▶ Task to carry out
Rewrite the entries below, substituting "rough polygon" for each occurrence of "simplified polygon" and keeping everything else unchanged. Leave the picture lines out of your copy.

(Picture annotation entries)
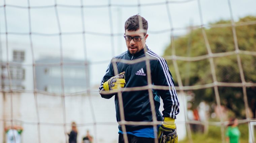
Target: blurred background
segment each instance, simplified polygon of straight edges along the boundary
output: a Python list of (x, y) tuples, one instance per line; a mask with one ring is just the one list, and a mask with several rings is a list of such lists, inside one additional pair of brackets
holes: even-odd
[[(0, 1), (0, 142), (118, 142), (114, 98), (98, 88), (127, 50), (124, 22), (149, 23), (149, 48), (167, 61), (178, 92), (179, 142), (224, 142), (231, 118), (255, 142), (256, 1)], [(163, 109), (162, 104), (160, 109)], [(10, 127), (11, 128), (11, 127)]]

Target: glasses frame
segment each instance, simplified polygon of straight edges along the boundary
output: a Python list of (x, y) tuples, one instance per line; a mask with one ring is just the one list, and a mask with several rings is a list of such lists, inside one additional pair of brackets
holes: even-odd
[[(126, 36), (126, 35), (125, 35), (125, 34), (124, 35), (124, 39), (125, 39), (125, 40), (126, 40), (126, 41), (131, 41), (132, 40), (133, 40), (133, 41), (134, 41), (134, 42), (139, 42), (141, 40), (141, 39), (143, 39), (145, 38), (146, 37), (146, 36), (147, 36), (147, 34), (145, 35), (145, 36), (144, 36), (143, 37), (142, 37), (142, 38), (140, 37), (137, 37), (137, 36), (135, 36), (135, 37), (130, 37), (130, 36)], [(131, 40), (127, 40), (127, 39), (126, 39), (126, 37), (131, 38)], [(139, 40), (139, 41), (135, 41), (135, 40), (134, 40), (134, 38), (140, 38), (140, 40)]]

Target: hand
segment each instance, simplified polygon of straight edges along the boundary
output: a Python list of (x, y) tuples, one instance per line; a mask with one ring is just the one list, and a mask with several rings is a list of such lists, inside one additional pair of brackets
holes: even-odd
[(106, 91), (118, 91), (119, 89), (124, 87), (125, 84), (124, 74), (123, 72), (114, 76), (103, 84), (103, 88)]
[(162, 125), (158, 129), (158, 138), (159, 143), (177, 143), (177, 135), (174, 119), (164, 117)]

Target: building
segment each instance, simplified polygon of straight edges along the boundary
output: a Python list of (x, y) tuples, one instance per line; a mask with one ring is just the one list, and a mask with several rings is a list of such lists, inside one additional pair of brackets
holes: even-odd
[(89, 66), (84, 61), (60, 58), (37, 60), (35, 68), (37, 90), (50, 93), (68, 94), (85, 91), (90, 87)]

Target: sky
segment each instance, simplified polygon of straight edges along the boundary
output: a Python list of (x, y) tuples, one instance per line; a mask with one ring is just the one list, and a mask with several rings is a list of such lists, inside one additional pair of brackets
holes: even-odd
[(6, 60), (7, 40), (8, 43), (27, 44), (30, 49), (28, 33), (31, 31), (36, 59), (60, 57), (62, 51), (64, 57), (88, 60), (92, 64), (91, 85), (96, 86), (111, 58), (127, 50), (124, 27), (130, 16), (139, 13), (148, 21), (149, 36), (146, 44), (161, 56), (170, 44), (171, 34), (174, 36), (185, 34), (190, 25), (230, 19), (231, 11), (235, 21), (246, 15), (256, 15), (255, 0), (230, 0), (231, 11), (228, 0), (168, 1), (166, 4), (166, 0), (1, 0), (2, 59)]

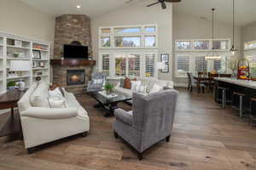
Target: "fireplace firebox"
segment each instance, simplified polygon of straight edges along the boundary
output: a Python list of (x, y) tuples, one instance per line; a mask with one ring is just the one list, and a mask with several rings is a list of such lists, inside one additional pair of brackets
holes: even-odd
[(67, 70), (67, 85), (84, 85), (85, 71), (83, 70)]

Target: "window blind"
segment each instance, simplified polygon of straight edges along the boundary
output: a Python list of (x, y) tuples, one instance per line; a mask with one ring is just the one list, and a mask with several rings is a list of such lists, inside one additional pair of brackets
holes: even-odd
[(154, 76), (154, 62), (155, 56), (154, 54), (146, 54), (145, 56), (145, 76)]
[(140, 76), (140, 55), (129, 55), (129, 76)]

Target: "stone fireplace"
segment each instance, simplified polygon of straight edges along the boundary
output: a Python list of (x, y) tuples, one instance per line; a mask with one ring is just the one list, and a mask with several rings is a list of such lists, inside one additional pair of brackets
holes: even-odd
[(91, 56), (90, 20), (84, 14), (63, 14), (55, 20), (52, 82), (67, 91), (80, 94), (90, 80), (94, 60), (63, 60), (63, 46), (73, 42), (88, 46)]
[(84, 85), (85, 83), (85, 72), (81, 70), (67, 70), (67, 85)]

▶ Response to the exercise
Target: blurred background
segment each instance, rough polygon of straight edges along the boundary
output: a Python list of (x, y) tuples, one instance per line; a mask with one ring is just the one list, and a mask with several rings is a list of such lists, inside one additional pair of brackets
holes: even-odd
[[(0, 1), (0, 142), (118, 142), (114, 98), (98, 88), (127, 50), (124, 22), (149, 23), (149, 48), (167, 61), (178, 92), (179, 142), (224, 142), (231, 118), (255, 142), (256, 1)], [(163, 109), (162, 104), (160, 109)], [(10, 127), (11, 128), (11, 127)]]

Target: glasses frame
segment each instance, rough polygon of straight edges along the boundary
output: a Python list of (x, y) tuples, one instance per line; a mask with one ring is just the one list, and a mask with several rings is a list of such lists, inside one additional pair of brackets
holes: even-odd
[[(126, 36), (126, 35), (125, 35), (125, 34), (124, 35), (124, 39), (125, 39), (125, 40), (126, 40), (126, 41), (131, 41), (132, 40), (133, 40), (133, 41), (134, 41), (134, 42), (139, 42), (141, 40), (141, 39), (143, 39), (145, 38), (146, 37), (146, 36), (147, 36), (147, 34), (145, 35), (145, 36), (144, 36), (143, 37), (142, 37), (142, 38), (140, 37), (137, 37), (137, 36), (135, 36), (135, 37), (130, 37), (130, 36)], [(131, 40), (127, 40), (127, 39), (126, 39), (126, 37), (131, 38)], [(139, 40), (139, 41), (135, 41), (135, 40), (134, 40), (134, 38), (140, 38), (140, 40)]]

Target: hand
segment each instance, rough polygon of straight edges along the boundary
output: a Python list of (x, y) tuples, one instance per line; a mask with one ring is just the one list, and a mask with several rings is a list of such lists, inside one additional pair of brackets
holes: even-odd
[(106, 91), (118, 91), (119, 89), (124, 87), (125, 84), (124, 74), (123, 72), (114, 76), (103, 84), (103, 88)]
[(162, 125), (158, 129), (158, 138), (159, 143), (177, 143), (177, 135), (174, 119), (164, 117)]

Target: building
segment each instance, rough polygon of straight edges along the boundary
output: a Python list of (x, y) tuples, one instance per line; a mask with one ring is just the one list, and a mask with several rings is a list of such lists, inside one additional pair of brackets
holes: even-odd
[(89, 66), (84, 61), (60, 58), (37, 60), (35, 68), (37, 90), (50, 93), (68, 94), (85, 91), (90, 87)]

Target: sky
segment each instance, rough polygon of straight edges along the boundary
output: a Python list of (x, y) tuples, one instance per line; a mask with one ring is just the one list, and a mask with several rings is a list of such lists, inside one additional pair of brackets
holes: even-odd
[(6, 60), (7, 40), (8, 43), (27, 44), (30, 49), (28, 33), (31, 31), (36, 59), (60, 57), (62, 51), (64, 57), (88, 60), (92, 64), (91, 85), (96, 86), (111, 58), (127, 50), (124, 27), (130, 16), (139, 13), (148, 21), (149, 36), (146, 44), (161, 56), (170, 44), (171, 34), (174, 36), (185, 34), (190, 25), (230, 19), (231, 11), (235, 21), (246, 15), (256, 15), (255, 0), (230, 0), (231, 11), (228, 0), (168, 1), (166, 4), (166, 0), (1, 0), (2, 59)]

Target: "fireplace firebox"
segment each instance, rough polygon of straight edges along the boundary
output: a Python list of (x, y) tuples, one instance per line; a mask with one ring is just the one list, and a mask with several rings is a list of such lists, inside one additional pair of brackets
holes: even-odd
[(67, 70), (67, 85), (84, 85), (85, 71), (83, 70)]

Target: "window blind"
segment each instance, rough polygon of straight edges along the boundary
output: a Python list of (x, y) tuples, one instance per line; a mask with one ring is just the one list, and a mask with several rings is a list of such lists, inside one additional pair of brackets
holes: even-odd
[(154, 76), (154, 62), (155, 56), (154, 54), (146, 54), (145, 56), (145, 76)]
[(140, 76), (140, 55), (129, 55), (129, 76)]

Target: "stone fireplace"
segment each instance, rough polygon of straight edges along the boundary
output: a Python list of (x, y) tuples, one instance per line; a mask with one ring is just the one list, and a mask with several rings is a list of such lists, inside one additional pair of brackets
holes: even-odd
[(91, 56), (90, 20), (84, 14), (63, 14), (55, 20), (52, 82), (67, 91), (80, 94), (90, 80), (94, 60), (63, 60), (63, 46), (73, 42), (88, 46)]
[(84, 85), (85, 83), (85, 72), (81, 70), (67, 70), (67, 85)]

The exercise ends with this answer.